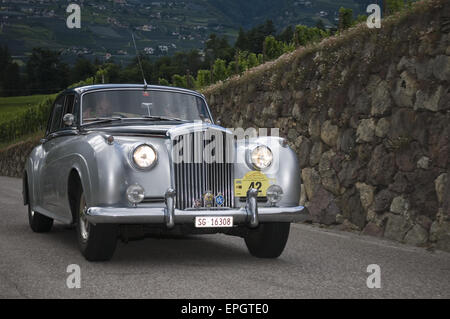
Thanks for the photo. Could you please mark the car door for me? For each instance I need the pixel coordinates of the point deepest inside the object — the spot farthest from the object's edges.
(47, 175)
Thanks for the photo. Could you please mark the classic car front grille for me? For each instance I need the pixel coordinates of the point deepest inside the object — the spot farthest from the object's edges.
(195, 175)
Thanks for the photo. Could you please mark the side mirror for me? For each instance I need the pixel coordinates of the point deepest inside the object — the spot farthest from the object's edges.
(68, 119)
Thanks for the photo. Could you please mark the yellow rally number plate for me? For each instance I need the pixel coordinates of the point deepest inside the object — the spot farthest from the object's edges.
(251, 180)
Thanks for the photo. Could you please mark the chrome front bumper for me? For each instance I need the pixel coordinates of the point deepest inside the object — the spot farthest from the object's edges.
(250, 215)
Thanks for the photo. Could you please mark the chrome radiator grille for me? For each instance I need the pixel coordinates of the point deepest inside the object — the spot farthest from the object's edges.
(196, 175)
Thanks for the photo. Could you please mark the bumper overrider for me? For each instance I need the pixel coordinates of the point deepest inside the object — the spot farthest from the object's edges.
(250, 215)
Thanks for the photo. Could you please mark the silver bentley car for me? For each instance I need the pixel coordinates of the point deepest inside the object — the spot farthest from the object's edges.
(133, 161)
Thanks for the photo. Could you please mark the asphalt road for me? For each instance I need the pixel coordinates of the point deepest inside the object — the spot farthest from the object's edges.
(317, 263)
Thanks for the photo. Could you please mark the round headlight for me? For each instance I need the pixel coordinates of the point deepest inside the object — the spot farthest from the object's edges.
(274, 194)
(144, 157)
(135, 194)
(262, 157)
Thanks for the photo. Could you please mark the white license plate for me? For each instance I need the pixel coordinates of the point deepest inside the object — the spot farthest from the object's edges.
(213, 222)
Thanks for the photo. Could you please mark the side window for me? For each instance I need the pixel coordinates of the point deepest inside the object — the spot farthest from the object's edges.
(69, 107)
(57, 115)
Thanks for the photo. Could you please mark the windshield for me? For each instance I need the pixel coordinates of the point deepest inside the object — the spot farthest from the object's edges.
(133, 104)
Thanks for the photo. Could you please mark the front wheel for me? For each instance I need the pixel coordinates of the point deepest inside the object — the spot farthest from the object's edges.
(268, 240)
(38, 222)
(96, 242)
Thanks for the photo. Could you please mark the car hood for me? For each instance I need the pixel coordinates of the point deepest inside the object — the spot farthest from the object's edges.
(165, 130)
━━━━━━━━
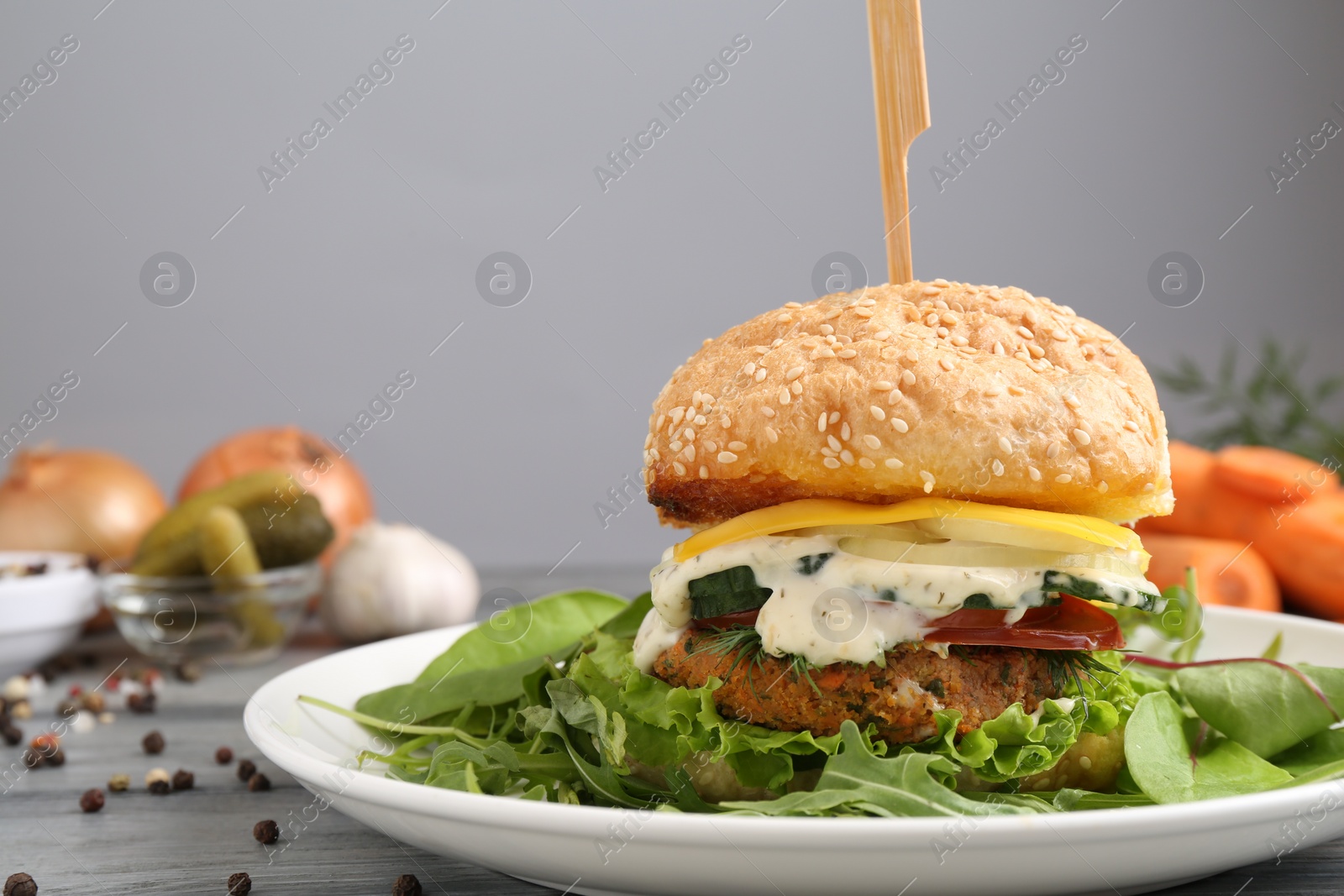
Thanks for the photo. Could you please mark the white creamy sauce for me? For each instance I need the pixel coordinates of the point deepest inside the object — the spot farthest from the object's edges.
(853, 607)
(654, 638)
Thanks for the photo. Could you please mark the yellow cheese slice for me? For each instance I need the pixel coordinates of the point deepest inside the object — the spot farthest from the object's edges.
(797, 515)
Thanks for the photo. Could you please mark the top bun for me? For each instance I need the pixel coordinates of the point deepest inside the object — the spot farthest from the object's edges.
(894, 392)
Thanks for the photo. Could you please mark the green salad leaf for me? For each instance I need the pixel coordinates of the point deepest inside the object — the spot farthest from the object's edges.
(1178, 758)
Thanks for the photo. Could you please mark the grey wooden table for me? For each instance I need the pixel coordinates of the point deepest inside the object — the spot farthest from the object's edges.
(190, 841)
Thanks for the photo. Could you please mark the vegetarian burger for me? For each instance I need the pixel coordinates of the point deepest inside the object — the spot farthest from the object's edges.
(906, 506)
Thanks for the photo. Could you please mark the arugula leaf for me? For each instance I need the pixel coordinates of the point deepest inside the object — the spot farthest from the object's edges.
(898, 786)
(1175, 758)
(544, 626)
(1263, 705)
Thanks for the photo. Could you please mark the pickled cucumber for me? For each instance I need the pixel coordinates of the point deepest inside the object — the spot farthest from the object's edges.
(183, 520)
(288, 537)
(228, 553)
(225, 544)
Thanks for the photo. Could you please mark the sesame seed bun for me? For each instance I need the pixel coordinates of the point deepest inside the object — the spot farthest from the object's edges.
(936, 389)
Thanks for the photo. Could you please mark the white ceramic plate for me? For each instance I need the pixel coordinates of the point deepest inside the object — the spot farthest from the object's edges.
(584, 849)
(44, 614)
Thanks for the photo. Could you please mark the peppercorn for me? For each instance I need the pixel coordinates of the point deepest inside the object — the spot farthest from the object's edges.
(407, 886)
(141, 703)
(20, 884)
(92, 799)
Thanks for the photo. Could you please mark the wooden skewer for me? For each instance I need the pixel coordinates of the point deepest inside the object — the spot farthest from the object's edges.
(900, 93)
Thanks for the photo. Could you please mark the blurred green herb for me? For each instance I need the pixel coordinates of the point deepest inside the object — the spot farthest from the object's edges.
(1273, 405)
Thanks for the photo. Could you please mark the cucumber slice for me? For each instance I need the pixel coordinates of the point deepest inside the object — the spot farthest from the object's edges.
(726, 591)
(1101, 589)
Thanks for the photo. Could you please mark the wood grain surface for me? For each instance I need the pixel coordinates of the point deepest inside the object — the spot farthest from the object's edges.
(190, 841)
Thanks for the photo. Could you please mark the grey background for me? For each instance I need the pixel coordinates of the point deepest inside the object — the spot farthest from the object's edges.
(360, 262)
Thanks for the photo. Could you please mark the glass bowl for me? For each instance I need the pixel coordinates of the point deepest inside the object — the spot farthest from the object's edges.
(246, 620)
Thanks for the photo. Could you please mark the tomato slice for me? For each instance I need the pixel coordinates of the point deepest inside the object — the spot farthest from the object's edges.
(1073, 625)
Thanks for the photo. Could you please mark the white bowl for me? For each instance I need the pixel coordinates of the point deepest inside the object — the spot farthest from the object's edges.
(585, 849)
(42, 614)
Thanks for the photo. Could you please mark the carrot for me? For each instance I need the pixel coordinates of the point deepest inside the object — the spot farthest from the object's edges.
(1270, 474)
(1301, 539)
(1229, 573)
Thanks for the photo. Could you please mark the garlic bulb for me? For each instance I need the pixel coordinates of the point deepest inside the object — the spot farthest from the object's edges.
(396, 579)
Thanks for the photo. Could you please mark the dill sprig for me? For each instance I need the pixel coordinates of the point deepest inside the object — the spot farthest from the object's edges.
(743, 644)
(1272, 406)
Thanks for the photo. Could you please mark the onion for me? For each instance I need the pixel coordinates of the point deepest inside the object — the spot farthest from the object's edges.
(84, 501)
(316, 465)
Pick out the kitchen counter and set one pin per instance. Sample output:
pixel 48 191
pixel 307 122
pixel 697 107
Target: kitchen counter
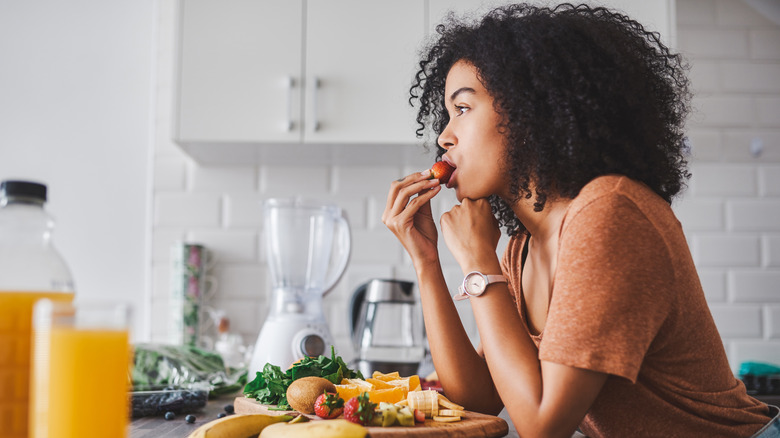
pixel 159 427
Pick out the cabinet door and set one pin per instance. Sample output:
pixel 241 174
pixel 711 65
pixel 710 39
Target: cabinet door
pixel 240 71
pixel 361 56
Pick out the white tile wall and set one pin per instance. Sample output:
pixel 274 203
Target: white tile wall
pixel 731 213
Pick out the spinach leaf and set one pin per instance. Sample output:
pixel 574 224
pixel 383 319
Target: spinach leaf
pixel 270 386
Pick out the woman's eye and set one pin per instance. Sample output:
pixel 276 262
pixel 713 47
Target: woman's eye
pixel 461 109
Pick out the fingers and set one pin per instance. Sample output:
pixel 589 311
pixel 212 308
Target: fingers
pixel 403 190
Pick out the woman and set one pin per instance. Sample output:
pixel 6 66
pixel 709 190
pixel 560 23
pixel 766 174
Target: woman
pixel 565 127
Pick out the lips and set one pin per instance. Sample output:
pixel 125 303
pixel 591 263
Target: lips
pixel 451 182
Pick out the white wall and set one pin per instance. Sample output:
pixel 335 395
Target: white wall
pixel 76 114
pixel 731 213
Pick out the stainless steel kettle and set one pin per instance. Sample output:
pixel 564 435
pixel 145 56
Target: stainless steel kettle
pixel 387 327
━━━━━━━━
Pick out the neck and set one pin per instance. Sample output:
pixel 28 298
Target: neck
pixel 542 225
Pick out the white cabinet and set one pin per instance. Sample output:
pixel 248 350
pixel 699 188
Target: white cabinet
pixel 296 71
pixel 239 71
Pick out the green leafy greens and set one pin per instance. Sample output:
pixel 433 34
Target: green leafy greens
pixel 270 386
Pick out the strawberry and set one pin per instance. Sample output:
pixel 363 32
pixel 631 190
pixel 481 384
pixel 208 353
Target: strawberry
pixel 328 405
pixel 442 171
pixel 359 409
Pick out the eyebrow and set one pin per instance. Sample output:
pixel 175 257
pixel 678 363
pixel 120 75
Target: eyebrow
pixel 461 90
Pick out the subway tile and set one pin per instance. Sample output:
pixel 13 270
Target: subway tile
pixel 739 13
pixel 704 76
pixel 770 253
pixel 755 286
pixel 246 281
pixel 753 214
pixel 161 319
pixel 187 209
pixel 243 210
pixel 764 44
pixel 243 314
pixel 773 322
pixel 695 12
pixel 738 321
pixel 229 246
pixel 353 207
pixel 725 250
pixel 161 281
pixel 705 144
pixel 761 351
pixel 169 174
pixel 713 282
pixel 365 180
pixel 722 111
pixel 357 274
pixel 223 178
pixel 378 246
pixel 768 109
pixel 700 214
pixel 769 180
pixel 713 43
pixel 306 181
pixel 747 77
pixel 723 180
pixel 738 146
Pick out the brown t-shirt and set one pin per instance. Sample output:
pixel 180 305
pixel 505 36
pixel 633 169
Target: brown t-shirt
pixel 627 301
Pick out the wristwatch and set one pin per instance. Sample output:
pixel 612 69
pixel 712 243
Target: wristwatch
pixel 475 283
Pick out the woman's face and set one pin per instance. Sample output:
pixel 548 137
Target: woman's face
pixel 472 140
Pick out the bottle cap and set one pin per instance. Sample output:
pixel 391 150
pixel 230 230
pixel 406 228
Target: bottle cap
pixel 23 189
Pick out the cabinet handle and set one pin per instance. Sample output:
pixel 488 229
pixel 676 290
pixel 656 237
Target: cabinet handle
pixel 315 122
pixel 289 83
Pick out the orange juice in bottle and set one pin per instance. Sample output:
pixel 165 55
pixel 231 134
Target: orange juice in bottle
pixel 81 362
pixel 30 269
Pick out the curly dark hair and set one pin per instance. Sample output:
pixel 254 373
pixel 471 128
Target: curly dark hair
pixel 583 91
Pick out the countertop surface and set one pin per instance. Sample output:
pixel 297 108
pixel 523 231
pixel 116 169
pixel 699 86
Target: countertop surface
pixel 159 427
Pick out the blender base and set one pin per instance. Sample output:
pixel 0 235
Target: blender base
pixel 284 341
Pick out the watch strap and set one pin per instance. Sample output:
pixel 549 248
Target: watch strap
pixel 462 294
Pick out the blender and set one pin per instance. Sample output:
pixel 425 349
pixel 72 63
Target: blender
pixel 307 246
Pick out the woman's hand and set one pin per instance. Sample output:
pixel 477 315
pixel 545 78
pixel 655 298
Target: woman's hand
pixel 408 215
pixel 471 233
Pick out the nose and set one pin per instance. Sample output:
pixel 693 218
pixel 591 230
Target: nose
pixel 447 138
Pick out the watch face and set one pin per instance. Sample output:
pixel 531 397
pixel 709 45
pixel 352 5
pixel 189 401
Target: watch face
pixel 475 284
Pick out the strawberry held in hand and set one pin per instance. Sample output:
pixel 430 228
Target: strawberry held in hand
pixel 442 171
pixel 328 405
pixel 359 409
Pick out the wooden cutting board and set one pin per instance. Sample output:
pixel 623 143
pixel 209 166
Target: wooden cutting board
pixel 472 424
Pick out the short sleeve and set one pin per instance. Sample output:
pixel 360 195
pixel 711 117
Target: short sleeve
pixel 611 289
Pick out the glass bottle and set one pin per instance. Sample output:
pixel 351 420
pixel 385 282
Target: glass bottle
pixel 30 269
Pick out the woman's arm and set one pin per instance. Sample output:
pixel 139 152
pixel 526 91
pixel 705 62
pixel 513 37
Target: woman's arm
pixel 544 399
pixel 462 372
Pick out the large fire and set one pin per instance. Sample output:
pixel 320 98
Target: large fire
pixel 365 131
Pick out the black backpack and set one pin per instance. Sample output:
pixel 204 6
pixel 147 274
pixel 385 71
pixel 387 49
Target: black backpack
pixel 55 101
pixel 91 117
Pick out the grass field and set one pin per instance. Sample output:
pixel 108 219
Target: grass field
━━━━━━━━
■ **DIRECTIVE**
Copy out the material word for word, starting at the line containing "Thanks for the photo. Could you please mark the pickled" and ending at the line containing "(1273, 405)", both included.

■ **SOLUTION TO THIS TASK**
Thanks for the photo. Could you please mark the pickled cucumber for me? For each instance I need the pixel coordinates of the point deepest inside the object — the spot farthest from the object's edges.
(183, 520)
(288, 537)
(228, 553)
(225, 544)
Thanks for the photo. Could you please mark the sesame seed bun for me? For each instance I need the pixel coordinates of the point deepest inside the object — the spot farthest from the object's edges.
(936, 389)
Thanks for the photo. Could you please mark the white ceramic plate for me? For each instance I need the pixel coordinates of the point deepest inside the object — the spot farthest from the object's edges.
(584, 849)
(44, 614)
Thanks for the photo. Could you please mark the peppercorn for me? For each instance I need the pixel coordinates of the point deepest inside the object — the spot farthest from the object's edges.
(407, 886)
(141, 703)
(20, 884)
(92, 799)
Thanks for the photo. Could you please mark the wooden skewer for me? For each instance I need the pixel coordinates of the point deepest inside the object — the spot farthest from the object's edges.
(900, 93)
Thanks for the photo. Could you please mark the blurred green herb for me? For each instance I need the pixel coordinates of the point deepest inside the object — the spot farthest from the object's edges.
(1273, 405)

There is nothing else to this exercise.